= Data supplied =
▼▼▼

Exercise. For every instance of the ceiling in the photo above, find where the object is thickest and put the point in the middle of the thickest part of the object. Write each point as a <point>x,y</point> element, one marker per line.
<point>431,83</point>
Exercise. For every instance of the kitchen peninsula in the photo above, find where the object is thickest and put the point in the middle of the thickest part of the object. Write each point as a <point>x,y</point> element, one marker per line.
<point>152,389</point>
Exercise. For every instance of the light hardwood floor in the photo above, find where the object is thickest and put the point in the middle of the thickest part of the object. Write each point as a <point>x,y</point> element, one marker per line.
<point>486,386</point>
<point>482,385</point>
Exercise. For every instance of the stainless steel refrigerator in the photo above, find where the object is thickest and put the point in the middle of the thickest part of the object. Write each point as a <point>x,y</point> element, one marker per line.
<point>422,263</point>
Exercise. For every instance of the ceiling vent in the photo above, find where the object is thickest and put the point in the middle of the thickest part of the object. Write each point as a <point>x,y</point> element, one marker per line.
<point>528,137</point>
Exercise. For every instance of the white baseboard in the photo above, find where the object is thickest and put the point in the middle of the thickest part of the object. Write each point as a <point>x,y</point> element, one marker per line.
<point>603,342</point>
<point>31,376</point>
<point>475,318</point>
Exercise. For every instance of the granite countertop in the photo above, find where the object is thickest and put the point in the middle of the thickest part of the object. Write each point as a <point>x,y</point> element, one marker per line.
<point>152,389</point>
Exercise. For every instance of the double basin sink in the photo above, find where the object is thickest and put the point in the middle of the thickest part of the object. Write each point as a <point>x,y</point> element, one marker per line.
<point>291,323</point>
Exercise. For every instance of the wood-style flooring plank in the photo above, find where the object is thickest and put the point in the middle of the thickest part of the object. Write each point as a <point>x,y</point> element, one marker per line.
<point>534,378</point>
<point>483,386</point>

▲▲▲

= Exercise description =
Copy all the data. Match it exactly.

= Answer box =
Exercise. For every instance of the ceiling in the photo above, find where the object is thickest and put the point in the middle of the thickest part of the object. Write each point as a <point>x,y</point> element, one marker per line.
<point>431,83</point>
Exercise. For every instance of the kitchen peninsula in the photo above, find where the object is thickest and put the point in the middle of the thickest part of the object. Write each point as a <point>x,y</point> element, one marker per line.
<point>152,389</point>
Exercise. For every instance of the light hardwood floor in the photo above, find where the object is thickest and put the point in the middle of the thickest part of the object. Write each point as a <point>x,y</point> element, one marker per line.
<point>486,386</point>
<point>482,385</point>
Exercise. For every instance of the stainless steel refrigerator in the photo above, find where the object is thickest and put the point in the middle of the thickest part of the object. Write each point as a <point>x,y</point> element, one marker per line.
<point>422,263</point>
Exercise. For every instance of the ceiling vent in the photo above, find where the object is thickest and put the point in the middle of the thickest part of the object. Write each point as a <point>x,y</point> element, one marker per line.
<point>528,137</point>
Exercise. For every instance of the white baseboard in the photo above, find where the object is thickest and put the point in the middle of the thickest part of the object. Write each point as a <point>x,y</point> element, one marker per line.
<point>603,342</point>
<point>31,376</point>
<point>475,318</point>
Exercise. For every instance of the granite countertop in the photo above, find where the object is thickest and put the point in the middle of the thickest part of the object. Write each point as a <point>x,y</point> element, one marker per line.
<point>152,389</point>
Exercise. For every instance of the double basin sink in the photo above, find where the object is thickest and put the point in the middle of the thickest part of the object. Write each point as a <point>x,y</point> element, one marker per line.
<point>291,323</point>
Exercise. For every instance of the wood-style flooring plank in the photo above, find where the object is thickest and put the point in the middle of the thickest part of the object. Write each point as a <point>x,y</point> element, one marker per line.
<point>534,378</point>
<point>483,386</point>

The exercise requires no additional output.